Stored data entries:
.....
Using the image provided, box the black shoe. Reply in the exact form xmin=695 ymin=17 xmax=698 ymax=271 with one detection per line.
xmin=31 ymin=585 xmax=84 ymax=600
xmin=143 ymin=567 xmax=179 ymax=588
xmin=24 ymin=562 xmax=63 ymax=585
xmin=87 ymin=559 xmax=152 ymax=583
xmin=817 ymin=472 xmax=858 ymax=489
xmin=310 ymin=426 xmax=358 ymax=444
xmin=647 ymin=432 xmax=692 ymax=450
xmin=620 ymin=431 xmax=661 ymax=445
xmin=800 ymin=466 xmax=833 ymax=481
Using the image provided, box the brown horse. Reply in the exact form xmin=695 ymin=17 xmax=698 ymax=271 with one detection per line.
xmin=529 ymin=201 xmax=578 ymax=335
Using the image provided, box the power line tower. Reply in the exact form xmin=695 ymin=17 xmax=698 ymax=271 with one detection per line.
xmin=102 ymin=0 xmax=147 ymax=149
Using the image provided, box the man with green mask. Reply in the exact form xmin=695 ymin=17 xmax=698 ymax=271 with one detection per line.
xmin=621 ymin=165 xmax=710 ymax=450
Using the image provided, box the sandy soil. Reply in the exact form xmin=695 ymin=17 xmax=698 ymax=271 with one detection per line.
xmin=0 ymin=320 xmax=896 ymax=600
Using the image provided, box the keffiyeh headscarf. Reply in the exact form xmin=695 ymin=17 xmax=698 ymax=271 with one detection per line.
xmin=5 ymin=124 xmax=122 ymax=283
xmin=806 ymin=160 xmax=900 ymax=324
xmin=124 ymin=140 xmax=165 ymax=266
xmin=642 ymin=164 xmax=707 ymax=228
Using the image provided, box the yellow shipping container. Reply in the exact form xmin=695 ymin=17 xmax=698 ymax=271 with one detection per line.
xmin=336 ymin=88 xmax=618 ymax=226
.....
__Task instructions__
Retype each record, matching it exactly.

__Response to the exercise__
Using the image provided, box the black shoe. Reply in the exact form xmin=695 ymin=17 xmax=698 ymax=271 with one detection per line.
xmin=31 ymin=585 xmax=84 ymax=600
xmin=143 ymin=567 xmax=179 ymax=588
xmin=24 ymin=562 xmax=63 ymax=585
xmin=87 ymin=559 xmax=152 ymax=583
xmin=817 ymin=472 xmax=858 ymax=489
xmin=310 ymin=426 xmax=358 ymax=444
xmin=647 ymin=432 xmax=692 ymax=450
xmin=620 ymin=431 xmax=661 ymax=445
xmin=800 ymin=466 xmax=833 ymax=481
Using the image provided, box the brown horse. Reply in the exact form xmin=695 ymin=17 xmax=698 ymax=271 with one detection per line.
xmin=529 ymin=201 xmax=578 ymax=335
Using the image provided, box the power line tower. Reply in the exact form xmin=695 ymin=17 xmax=698 ymax=271 with one detection per line.
xmin=102 ymin=0 xmax=147 ymax=149
Using the image provided, box the man with green mask. Reply in the exact form xmin=695 ymin=17 xmax=698 ymax=271 with one detection per line.
xmin=621 ymin=165 xmax=710 ymax=450
Using the image provided, box the sandy soil. Reply in the exact form xmin=695 ymin=17 xmax=698 ymax=271 with one detection per line.
xmin=0 ymin=320 xmax=896 ymax=600
Using the image provided, box the keffiyeh headscarf. Reply in the exact form xmin=695 ymin=17 xmax=698 ymax=271 with one detection per line.
xmin=5 ymin=124 xmax=122 ymax=283
xmin=806 ymin=160 xmax=900 ymax=324
xmin=124 ymin=140 xmax=165 ymax=266
xmin=642 ymin=164 xmax=707 ymax=228
Using the image provided, box the yellow shipping container. Reply in the exact form xmin=695 ymin=17 xmax=698 ymax=271 with one detection per line.
xmin=336 ymin=88 xmax=618 ymax=226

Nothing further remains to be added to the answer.